Each line below must be transcribed exactly, and no picture may appear in the transcription.

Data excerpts
★ ★ ★

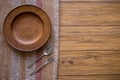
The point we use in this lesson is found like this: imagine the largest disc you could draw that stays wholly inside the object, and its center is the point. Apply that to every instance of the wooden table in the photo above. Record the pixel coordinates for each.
(89, 40)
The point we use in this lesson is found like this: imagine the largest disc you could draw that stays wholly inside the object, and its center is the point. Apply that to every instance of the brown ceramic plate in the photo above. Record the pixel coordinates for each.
(27, 28)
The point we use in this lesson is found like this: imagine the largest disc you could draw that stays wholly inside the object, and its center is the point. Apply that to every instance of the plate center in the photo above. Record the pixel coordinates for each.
(27, 28)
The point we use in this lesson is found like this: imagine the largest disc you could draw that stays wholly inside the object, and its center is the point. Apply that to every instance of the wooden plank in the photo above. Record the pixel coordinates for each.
(90, 37)
(90, 29)
(92, 13)
(96, 77)
(89, 63)
(4, 60)
(87, 0)
(76, 45)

★ ★ ★

- **Reply**:
The point we use in this lesson is found like this: imagine the largest disc you could draw that stays wholly inside the object, and its center is the point. Apply that to every instance of the wooden table in the photo above. Record the pixel coordinates for each.
(89, 40)
The point we use in this lesson is found like this: imagine the largest disc you could draw that stays wholly inside the object, and its center is the point. Apply that to every instance of the brown ceramic plate in the photo above. Record the pixel coordinates for each.
(27, 28)
The point we use in this lesson is found like this: imagine the largest disc you could draw that stays wholly inside the object, and its center is the point. Apply that to every instance of the plate center in the photo above. Record the pixel coordinates for each.
(27, 28)
The point we use in this lesson is found like this: imagine the largest disc you could draw that stays wholly inside the object, and its center is the point. Apply that to every instance of the wooden plank in the photo above. Record the pixel coordinates for each.
(90, 37)
(90, 29)
(92, 13)
(96, 77)
(89, 63)
(4, 60)
(87, 0)
(76, 45)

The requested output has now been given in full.